### What you should do
From the listing below, set down exactly the lines between the one holding "Find the man in" and the one holding "Find the green plant", inclusive. No other line is wanted.

====================

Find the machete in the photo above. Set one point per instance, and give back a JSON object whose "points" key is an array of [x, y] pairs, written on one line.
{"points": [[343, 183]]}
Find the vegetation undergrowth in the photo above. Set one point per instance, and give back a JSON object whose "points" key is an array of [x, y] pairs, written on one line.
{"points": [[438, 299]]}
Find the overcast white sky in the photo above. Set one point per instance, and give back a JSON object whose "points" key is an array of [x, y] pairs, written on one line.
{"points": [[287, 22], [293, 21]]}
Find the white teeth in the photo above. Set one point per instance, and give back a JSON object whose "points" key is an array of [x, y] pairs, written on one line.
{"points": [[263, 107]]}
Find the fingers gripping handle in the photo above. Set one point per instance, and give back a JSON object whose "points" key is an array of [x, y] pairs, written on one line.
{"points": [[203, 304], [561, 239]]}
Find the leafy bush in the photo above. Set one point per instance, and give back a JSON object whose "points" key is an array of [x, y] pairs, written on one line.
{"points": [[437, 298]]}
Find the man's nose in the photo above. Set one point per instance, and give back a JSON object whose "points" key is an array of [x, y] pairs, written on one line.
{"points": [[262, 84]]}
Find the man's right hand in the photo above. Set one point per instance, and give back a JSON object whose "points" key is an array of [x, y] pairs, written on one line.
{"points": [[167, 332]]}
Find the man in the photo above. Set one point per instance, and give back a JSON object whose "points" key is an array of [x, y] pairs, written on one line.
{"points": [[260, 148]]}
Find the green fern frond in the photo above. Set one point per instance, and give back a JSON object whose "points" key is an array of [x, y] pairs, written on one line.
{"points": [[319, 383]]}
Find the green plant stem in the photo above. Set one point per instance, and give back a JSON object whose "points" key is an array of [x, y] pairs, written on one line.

====================

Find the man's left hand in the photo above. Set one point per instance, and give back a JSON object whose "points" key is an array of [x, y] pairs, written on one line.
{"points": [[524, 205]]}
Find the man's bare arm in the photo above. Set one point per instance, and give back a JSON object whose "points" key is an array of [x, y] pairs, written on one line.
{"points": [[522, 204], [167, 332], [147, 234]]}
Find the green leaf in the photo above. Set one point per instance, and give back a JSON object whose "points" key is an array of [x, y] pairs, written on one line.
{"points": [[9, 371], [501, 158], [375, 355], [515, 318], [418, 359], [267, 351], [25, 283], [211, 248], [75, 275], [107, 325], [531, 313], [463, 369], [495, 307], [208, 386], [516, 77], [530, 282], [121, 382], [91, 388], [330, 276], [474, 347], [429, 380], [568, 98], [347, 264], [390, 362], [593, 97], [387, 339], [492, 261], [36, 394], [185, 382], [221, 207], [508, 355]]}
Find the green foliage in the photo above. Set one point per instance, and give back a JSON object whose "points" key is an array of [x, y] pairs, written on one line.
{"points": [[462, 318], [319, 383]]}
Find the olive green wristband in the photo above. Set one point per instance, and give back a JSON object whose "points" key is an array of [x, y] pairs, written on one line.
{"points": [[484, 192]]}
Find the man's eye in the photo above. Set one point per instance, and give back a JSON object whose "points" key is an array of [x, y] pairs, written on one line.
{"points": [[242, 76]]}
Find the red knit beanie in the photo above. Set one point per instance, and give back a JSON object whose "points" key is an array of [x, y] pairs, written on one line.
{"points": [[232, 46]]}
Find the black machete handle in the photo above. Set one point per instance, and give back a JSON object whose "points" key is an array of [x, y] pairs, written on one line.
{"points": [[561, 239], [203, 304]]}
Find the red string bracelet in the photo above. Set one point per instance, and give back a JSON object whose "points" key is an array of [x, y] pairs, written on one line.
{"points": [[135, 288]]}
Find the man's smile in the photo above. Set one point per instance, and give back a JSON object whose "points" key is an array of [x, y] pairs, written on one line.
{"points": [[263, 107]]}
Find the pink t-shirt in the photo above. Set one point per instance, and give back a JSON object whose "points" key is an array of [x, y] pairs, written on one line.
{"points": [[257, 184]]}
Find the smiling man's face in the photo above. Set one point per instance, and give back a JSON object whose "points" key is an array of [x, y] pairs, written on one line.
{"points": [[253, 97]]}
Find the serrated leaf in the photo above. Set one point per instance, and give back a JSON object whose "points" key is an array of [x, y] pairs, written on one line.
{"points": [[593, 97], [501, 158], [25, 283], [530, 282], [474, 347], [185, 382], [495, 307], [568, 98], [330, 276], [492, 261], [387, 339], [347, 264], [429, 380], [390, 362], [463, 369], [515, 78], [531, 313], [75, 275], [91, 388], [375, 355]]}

====================

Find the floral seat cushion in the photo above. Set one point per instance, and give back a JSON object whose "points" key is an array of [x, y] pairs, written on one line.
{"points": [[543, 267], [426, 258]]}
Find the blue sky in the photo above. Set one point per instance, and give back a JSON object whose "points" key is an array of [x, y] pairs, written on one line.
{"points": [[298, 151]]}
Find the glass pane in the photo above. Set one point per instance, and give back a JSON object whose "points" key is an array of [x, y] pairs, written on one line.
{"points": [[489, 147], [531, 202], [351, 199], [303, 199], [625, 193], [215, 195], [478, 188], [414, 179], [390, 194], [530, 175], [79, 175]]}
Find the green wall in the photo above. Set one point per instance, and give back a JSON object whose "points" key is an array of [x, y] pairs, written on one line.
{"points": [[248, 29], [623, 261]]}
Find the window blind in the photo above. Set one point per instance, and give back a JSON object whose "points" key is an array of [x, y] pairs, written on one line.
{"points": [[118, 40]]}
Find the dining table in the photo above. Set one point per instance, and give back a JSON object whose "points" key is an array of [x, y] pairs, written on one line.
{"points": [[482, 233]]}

====================

### Response
Find the man in the photo above. Set one point per instance, and give back a JSON object whose "points" key is an array of [x, y] pairs, written on one line.
{"points": [[260, 148]]}
Find the green fern frond in the photo above. Set one point per instance, and give back a JSON object whose "points" key is an array of [x, y] pairs, written on one line.
{"points": [[319, 383]]}
Find the green plant stem in the photo above. Set one point per instance, and give back a JSON object whose "points" key is an array of [x, y] pairs, written on one line.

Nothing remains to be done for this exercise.